Written problem 1: Locate every line in the rows below that contains the word "pink", and copy each of those lines.

Document:
# Nurburgring photos



## Nick-ST (Mar 4, 2013)

Now I know a lot won't want to post photos from the Nurburgring for various reasons however I thought it might be of interest to some. Feel free to post your favourite photos of your cars at the famous green hell. Having been there several times I would recommend it to anyone who is mad about cars!

Here are some of my favourites from over the years


----------



## Nick-ST (Mar 4, 2013)

Just found a couple more from my first ever trip


----------



## MDC250 (Jan 4, 2014)

Always wanted to go, promised myself I would make it over for a milestone birthday...but failed 

Looks so much fun.


----------



## kingswood (Jun 23, 2016)

would love to go.......what about a DW Trip in September?!

Nick - how did you do it? ferry or train?


----------



## nbray67 (Mar 22, 2012)

What's the best car you've driven around there Nick from those that you have driven?

I'm gonna guess the RS was the best but I know how much you love your ST's.


----------



## pt1 (Feb 8, 2014)

Who took the photos? 

Sent from my CLT-L09 using Tapatalk


----------



## MDC250 (Jan 4, 2014)

kingswood said:


> would love to go.......what about a DW Trip in September?!
> 
> Nick - how did you do it? ferry or train?


Not sure if still available but few times we've driven over to Disney Paris we went over by Chunnel. Could use Tesco Clubcard Vouchers with some double or triple up in value. Cost £50 odd in cash each time for return trip which I thought was decent. I always thought that's the way I'd do it with a stopover on the way.


----------



## Nick-ST (Mar 4, 2013)

MDC250 said:


> Always wanted to go, promised myself I would make it over for a milestone birthday...but failed
> 
> Looks so much fun.


You should 100% do it!



kingswood said:


> would love to go.......what about a DW Trip in September?!
> 
> Nick - how did you do it? ferry or train?


Funny you should say about a trip in September I am actually planning on going. Let me know if you want to come along. We are always open to have more people come! Have tried to arrange trips on other forums in the past but people always just say they're interested until it actually comes to paying!

We have been via various ways in the past. Our personal favourite and how we go each time now is to go via the Harwich to Holland overnight ferry. We are all within a 30minute drive of Harwich and then it is only a few hours to Nurburg from the Dutch ferry terminal. Yes the ferry costs a bit more but the saving in fuel normally counteracts that, unless you have a car that can do decent MPG :lol:

Plus it is always a good social to meet and greet over a few beers on the ferry :thumb:

Let me know if you're interested!



nbray67 said:


> What's the best car you've driven around there Nick from those that you have driven?
> 
> I'm gonna guess the RS was the best but I know how much you love your ST's.


It would have to be the Civic followed by the Megane. The Civic I took in October last year and it was honestly different level. I am not a fast track driver but even that car made me look half decent. Couple that with it doing 172mph on the Autobahn it is honestly the best car I have ever owned!



pt1 said:


> Who took the photos?

(Position identification records)
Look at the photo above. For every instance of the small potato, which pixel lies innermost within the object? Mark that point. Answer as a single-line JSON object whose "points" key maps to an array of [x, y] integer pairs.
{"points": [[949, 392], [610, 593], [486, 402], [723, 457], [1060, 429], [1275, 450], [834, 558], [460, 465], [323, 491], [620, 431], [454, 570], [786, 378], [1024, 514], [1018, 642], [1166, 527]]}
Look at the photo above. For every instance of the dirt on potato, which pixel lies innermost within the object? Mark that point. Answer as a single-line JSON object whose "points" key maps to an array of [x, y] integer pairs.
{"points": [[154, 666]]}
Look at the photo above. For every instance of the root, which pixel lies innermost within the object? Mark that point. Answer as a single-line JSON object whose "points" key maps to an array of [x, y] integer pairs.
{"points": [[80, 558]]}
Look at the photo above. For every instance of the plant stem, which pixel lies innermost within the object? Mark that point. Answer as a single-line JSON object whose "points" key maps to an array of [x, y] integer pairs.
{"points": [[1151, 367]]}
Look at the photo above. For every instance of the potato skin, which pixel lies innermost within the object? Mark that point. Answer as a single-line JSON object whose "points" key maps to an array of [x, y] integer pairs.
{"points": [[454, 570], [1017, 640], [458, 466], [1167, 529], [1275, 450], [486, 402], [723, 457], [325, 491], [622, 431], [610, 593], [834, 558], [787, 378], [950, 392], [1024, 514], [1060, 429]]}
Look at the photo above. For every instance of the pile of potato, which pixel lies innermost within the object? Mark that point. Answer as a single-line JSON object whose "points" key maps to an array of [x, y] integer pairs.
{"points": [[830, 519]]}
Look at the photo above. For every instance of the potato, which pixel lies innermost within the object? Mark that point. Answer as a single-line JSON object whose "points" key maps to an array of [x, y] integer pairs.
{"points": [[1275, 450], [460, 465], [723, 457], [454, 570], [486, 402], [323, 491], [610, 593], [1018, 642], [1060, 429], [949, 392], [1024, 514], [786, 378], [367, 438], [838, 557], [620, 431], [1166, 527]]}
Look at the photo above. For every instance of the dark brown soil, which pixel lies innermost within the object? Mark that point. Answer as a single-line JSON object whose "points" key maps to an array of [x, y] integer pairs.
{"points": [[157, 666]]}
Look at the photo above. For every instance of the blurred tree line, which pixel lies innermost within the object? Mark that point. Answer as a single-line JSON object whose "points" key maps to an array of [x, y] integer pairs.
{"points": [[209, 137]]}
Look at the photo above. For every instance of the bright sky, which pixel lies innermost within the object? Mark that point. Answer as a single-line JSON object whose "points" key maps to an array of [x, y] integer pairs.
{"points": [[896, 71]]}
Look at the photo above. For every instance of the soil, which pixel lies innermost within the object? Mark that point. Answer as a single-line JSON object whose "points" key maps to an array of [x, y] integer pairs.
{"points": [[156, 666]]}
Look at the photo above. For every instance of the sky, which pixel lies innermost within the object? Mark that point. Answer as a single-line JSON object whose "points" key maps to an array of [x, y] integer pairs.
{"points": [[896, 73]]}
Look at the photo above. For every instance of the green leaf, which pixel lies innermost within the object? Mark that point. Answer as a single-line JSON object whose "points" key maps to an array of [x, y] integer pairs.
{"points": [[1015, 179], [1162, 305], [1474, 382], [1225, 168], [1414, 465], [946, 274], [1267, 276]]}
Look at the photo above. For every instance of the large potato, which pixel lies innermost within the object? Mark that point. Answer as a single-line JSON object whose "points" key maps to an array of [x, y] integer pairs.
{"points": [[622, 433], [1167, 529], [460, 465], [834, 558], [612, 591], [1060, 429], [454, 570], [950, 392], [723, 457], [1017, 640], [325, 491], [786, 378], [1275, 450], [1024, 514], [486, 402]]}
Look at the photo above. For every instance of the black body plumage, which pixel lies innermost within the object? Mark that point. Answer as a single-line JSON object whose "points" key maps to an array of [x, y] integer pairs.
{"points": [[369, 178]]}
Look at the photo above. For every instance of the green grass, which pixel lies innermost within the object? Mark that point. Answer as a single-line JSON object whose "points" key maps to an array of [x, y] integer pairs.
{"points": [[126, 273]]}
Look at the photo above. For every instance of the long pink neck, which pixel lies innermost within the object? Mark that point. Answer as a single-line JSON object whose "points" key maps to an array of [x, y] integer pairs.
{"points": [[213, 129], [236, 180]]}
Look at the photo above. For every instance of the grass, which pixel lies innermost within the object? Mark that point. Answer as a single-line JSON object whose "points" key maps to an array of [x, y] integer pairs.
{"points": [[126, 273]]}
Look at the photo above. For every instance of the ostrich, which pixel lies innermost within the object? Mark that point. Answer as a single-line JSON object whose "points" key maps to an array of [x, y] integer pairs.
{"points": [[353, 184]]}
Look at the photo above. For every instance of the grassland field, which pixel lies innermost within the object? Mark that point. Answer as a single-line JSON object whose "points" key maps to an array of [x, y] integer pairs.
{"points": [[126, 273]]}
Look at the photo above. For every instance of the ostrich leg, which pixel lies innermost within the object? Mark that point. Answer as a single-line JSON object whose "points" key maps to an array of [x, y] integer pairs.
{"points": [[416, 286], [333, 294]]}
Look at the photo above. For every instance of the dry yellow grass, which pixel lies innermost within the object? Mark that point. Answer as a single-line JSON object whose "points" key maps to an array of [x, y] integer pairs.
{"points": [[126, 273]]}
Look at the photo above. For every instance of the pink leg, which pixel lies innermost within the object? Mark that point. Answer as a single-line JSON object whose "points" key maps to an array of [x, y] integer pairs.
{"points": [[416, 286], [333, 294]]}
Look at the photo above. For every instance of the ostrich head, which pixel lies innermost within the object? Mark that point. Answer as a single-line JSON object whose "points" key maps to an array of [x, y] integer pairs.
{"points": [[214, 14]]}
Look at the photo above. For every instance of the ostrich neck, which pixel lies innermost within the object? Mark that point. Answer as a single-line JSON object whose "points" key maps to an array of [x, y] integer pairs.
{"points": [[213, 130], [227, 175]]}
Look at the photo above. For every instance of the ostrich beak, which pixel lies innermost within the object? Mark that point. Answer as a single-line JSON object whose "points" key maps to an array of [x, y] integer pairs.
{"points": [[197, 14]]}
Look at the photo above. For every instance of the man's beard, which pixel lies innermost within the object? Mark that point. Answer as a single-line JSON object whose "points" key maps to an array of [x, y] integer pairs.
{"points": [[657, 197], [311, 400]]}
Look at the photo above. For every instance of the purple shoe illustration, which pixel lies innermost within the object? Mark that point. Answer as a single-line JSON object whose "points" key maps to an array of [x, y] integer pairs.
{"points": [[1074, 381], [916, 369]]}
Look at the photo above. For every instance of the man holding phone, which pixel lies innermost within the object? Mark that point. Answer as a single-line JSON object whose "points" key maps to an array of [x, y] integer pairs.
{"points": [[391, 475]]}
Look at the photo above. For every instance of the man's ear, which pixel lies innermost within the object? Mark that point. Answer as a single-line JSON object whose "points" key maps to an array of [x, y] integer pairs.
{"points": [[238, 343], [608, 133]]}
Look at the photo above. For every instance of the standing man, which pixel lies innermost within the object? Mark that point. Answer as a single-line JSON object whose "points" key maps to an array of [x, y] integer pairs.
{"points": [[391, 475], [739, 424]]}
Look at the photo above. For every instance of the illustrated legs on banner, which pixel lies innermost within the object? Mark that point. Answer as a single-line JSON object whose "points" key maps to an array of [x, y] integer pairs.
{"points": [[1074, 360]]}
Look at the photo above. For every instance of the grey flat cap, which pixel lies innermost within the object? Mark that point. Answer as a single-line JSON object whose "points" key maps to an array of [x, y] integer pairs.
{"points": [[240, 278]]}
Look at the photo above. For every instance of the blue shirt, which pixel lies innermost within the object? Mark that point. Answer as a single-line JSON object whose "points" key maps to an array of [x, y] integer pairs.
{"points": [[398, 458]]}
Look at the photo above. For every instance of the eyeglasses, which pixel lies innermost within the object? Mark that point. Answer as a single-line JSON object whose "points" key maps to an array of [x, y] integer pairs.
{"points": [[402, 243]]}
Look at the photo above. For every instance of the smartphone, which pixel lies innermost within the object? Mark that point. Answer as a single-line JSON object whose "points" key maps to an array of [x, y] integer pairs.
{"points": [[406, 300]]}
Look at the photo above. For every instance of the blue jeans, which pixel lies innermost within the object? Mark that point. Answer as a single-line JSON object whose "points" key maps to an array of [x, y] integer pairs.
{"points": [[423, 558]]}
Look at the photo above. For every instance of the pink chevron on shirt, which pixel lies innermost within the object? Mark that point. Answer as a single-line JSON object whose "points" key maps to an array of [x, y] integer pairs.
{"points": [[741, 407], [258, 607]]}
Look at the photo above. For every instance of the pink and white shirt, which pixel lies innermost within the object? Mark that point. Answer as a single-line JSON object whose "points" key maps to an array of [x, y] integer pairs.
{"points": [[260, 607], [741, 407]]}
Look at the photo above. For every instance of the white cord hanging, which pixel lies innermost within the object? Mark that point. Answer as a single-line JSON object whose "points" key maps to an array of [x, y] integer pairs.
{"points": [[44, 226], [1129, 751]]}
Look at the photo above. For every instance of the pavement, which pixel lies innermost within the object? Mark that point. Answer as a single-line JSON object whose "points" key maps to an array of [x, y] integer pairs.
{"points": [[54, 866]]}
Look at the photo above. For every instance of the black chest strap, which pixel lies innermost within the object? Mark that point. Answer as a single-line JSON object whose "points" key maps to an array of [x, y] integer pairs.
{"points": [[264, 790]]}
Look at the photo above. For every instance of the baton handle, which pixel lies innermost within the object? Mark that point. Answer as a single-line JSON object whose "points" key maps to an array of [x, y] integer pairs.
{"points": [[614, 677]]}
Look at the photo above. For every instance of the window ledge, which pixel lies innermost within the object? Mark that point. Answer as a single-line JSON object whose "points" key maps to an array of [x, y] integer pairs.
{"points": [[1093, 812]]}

Written problem 2:
Answer these questions about the Nurburgring thread:
(a) Which ferry does Nick-ST's group now take on each trip?
(b) How did MDC250 cross over when driving to Disney Paris?
(c) Which car does Nick-ST name as the best he has driven around the Nurburgring?

Full solution 1:
Look at the photo above. For every instance of the long pink neck, which pixel lies innermost within the object? Mark that point. Answer as a single-line JSON object whose "points" key maps to an array of [x, y] integer pairs.
Look at the photo above. For every instance of the pink leg, which pixel lies innermost within the object? Mark that point. Answer as a single-line JSON object whose "points" key maps to an array of [x, y] integer pairs.
Look at the photo above. For every instance of the pink chevron on shirt, which pixel lies innermost within the object? Mark that point. Answer as a single-line JSON object whose "points" key maps to an array of [x, y] integer pairs.
Look at the photo above. For every instance of the pink and white shirt, which pixel lies innermost within the object? Mark that point. Answer as a single-line JSON object whose "points" key maps to an array of [x, y] integer pairs.

Full solution 2:
(a) The Harwich to Holland overnight ferry.
(b) By the Chunnel.
(c) The Civic.